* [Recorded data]
# # # # # # #

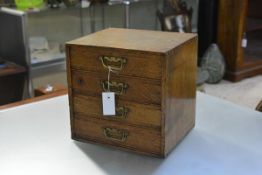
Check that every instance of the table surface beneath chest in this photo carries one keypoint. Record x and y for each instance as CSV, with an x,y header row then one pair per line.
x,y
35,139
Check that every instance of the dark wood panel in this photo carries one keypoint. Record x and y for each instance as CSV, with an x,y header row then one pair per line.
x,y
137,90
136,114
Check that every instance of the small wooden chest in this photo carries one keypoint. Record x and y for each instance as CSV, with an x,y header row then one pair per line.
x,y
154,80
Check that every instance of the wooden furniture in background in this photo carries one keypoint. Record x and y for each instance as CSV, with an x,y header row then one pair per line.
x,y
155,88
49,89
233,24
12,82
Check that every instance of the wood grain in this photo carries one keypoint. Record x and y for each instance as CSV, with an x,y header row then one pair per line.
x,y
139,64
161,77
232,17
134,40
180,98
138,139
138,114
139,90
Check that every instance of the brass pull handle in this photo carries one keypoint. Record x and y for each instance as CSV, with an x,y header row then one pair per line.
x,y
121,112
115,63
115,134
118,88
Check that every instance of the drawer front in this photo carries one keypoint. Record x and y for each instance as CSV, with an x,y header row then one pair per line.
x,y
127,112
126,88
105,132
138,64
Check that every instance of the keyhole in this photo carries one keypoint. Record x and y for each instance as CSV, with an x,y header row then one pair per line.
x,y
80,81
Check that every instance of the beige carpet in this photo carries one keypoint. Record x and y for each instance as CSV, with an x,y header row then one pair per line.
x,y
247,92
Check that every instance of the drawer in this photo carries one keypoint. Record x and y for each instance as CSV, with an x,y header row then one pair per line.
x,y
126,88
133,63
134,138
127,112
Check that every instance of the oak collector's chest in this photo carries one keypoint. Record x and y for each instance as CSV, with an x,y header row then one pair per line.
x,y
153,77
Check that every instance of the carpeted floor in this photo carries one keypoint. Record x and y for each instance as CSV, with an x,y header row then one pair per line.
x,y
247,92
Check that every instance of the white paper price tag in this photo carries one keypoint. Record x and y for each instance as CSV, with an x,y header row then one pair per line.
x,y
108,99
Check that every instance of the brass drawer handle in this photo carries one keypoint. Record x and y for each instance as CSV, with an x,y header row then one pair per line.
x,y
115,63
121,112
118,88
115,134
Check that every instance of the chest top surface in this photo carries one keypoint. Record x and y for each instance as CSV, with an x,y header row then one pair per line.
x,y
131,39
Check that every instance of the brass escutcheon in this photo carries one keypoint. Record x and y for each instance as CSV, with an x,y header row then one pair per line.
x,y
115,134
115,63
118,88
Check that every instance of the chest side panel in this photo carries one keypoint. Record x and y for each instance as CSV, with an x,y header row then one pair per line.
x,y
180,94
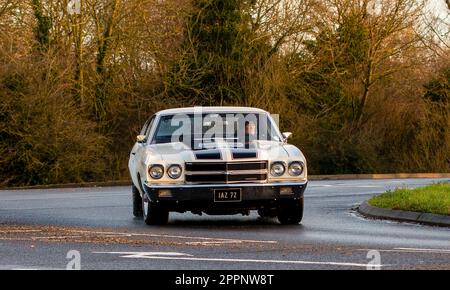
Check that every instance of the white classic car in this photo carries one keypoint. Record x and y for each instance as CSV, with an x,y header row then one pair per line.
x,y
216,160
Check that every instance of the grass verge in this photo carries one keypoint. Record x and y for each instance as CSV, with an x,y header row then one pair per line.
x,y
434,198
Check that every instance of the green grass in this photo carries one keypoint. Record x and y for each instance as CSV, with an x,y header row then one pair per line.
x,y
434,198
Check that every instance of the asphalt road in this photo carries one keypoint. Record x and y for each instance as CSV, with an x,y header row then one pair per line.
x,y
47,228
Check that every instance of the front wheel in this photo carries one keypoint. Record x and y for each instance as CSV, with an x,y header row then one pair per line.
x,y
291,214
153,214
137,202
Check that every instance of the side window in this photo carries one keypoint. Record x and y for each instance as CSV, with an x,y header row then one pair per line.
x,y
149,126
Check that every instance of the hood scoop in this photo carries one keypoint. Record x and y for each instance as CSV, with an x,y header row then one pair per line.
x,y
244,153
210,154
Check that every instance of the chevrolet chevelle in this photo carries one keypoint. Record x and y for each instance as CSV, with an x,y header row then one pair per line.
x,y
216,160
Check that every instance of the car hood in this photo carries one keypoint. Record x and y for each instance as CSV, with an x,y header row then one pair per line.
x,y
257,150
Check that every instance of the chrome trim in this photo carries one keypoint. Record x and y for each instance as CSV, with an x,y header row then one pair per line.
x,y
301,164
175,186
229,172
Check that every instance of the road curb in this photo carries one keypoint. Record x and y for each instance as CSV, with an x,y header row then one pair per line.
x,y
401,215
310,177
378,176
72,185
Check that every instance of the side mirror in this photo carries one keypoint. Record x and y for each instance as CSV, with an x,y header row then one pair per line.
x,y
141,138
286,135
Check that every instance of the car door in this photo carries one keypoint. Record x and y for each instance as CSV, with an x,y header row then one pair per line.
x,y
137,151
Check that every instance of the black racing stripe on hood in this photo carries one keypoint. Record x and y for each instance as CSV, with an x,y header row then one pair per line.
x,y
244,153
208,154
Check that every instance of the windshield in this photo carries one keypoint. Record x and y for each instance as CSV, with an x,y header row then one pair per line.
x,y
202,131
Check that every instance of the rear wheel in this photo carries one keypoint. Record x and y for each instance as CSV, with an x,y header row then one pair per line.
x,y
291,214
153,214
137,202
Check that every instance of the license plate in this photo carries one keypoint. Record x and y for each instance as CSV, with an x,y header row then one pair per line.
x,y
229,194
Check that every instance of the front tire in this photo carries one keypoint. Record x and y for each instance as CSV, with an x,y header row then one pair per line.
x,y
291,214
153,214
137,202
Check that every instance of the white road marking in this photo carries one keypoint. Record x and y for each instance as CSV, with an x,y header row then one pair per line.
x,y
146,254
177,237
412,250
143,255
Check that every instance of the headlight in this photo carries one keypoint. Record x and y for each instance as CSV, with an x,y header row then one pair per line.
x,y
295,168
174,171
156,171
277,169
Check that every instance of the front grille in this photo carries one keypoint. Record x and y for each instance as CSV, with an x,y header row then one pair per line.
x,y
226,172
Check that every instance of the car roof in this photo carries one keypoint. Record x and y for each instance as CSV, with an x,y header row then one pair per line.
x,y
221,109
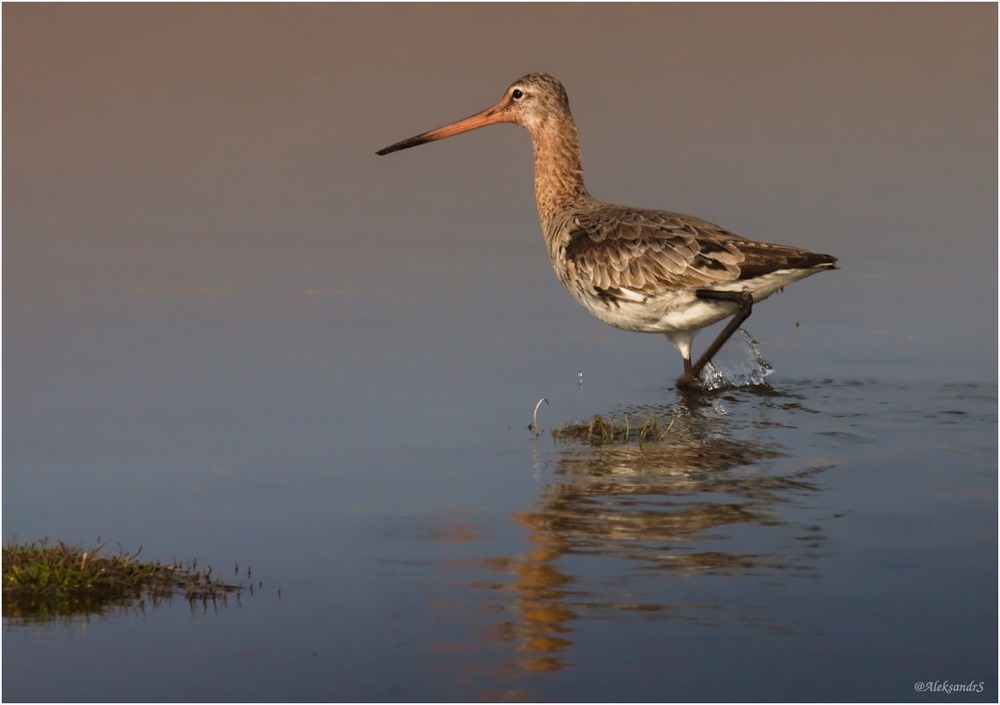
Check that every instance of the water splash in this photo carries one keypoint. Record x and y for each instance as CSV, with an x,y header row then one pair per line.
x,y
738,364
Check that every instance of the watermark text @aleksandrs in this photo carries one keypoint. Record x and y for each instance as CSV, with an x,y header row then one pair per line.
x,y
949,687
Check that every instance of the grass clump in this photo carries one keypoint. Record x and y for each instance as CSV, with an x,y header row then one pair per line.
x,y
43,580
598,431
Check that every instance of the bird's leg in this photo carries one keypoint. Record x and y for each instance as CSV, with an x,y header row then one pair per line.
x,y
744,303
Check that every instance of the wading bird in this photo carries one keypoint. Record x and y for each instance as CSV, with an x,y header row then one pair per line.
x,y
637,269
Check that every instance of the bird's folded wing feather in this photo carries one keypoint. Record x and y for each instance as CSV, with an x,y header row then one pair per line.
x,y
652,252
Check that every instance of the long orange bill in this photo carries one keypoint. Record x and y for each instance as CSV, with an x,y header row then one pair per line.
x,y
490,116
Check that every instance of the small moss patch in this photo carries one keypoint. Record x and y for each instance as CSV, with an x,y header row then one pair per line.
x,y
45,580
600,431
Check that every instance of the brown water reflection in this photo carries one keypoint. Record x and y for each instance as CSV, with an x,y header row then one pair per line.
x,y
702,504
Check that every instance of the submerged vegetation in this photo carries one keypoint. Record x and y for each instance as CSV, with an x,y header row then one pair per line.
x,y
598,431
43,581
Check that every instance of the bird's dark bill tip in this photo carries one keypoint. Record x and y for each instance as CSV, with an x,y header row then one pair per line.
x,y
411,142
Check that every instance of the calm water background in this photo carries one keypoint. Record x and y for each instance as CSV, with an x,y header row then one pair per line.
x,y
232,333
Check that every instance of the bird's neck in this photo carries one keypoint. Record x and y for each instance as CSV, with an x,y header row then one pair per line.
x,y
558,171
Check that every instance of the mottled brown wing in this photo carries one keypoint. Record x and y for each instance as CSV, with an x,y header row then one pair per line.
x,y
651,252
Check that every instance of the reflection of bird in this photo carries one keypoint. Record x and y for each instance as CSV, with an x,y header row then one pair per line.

# # # # # # #

Render the lines of the records above as a JSON list of strings, one string per line and no blank lines, starting at the line that contains "Check that every instance of the bird's neck" and running through the last line of the records, both included.

* [RESULT OF THIS TASK]
[
  "Check that every instance of the bird's neck in this photo carries one keypoint. Record x and y for each instance as CSV, with an x,y header row then one pair per line.",
  "x,y",
  "558,171",
  "Check that every instance of the mottled brown wing in this photo carries one keypoint. Record x and y for each instance as CSV, with an x,y header row then one pair per line.",
  "x,y",
  "651,252",
  "Check that every instance of the reflection of bird in this photo carries one keypoint. Record x and y for each instance as CSV, with an x,y header row then one pair per line."
]